▶ Activity: Please copy every line below that contains the string "Practice".

─── Dataset content

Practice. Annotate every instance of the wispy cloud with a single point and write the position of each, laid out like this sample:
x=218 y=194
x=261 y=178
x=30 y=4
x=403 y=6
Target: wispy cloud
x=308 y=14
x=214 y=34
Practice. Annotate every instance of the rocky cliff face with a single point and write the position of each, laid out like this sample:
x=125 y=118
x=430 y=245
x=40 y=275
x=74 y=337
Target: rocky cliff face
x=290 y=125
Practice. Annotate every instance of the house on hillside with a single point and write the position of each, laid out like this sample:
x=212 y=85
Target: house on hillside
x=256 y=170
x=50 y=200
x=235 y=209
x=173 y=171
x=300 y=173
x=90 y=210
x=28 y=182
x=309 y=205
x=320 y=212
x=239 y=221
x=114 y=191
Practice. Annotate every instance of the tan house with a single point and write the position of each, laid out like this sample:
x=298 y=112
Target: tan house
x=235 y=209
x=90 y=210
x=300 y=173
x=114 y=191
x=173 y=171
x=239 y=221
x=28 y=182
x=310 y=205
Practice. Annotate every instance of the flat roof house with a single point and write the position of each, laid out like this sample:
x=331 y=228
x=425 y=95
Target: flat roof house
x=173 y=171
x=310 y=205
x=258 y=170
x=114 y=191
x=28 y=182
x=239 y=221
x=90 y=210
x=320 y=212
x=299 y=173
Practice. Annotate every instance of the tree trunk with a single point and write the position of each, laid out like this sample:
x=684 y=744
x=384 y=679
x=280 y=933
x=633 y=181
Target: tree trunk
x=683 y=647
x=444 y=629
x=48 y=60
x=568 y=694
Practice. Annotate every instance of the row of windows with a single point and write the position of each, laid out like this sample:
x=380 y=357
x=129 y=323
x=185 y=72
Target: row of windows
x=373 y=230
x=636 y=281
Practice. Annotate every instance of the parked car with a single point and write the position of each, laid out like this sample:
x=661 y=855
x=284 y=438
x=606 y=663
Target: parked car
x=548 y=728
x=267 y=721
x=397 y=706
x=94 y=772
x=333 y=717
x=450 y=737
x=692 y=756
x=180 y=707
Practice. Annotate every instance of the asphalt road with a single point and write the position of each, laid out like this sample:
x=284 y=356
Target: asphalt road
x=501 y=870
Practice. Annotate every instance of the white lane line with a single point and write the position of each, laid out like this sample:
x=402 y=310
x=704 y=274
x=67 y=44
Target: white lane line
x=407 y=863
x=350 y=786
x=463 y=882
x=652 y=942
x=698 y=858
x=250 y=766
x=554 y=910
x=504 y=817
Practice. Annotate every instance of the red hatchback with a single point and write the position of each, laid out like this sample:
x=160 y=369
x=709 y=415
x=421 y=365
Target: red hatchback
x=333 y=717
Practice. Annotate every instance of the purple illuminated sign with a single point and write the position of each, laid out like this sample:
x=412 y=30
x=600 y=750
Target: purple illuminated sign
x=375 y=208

──────

▶ Task solution:
Practice. Annotate every instance of the wispy cloud with a single point and write the position of each, laid out like this sample:
Practice. Annotate every instance of the rocky cliff face with a single point and write the position of each, laid out like this sample:
Practice. Annotate every instance of the house on hillside with a single point and write the position of each, laid out like this sample:
Practice. Annotate every instance of the tan house with a single point and write the position of each, laid out like this sample:
Practice. Annotate every instance of the flat roof house with a single point and write the position of each, laid out like this sample:
Practice. Annotate every instance of the tree trunk with a single point and write the position of each, laid out like this sample:
Practice. Annotate every instance of the row of windows with a single point and write the position of each, laid out like this sample:
Practice. Annotate every instance of the parked car with a single point and write the position of each, laid out like this sample:
Practice. Annotate every instance of the asphalt road with a single point and write the position of each, laid out like this sample:
Practice. Annotate every instance of the white lane line with a single point and write the position of each, laid out like this sample:
Practice. Annotate every instance of the red hatchback with a single point and write the position of each, laid out like this sample:
Practice. Annotate every instance of the purple illuminated sign with a single point and write the position of each, laid out like this sample:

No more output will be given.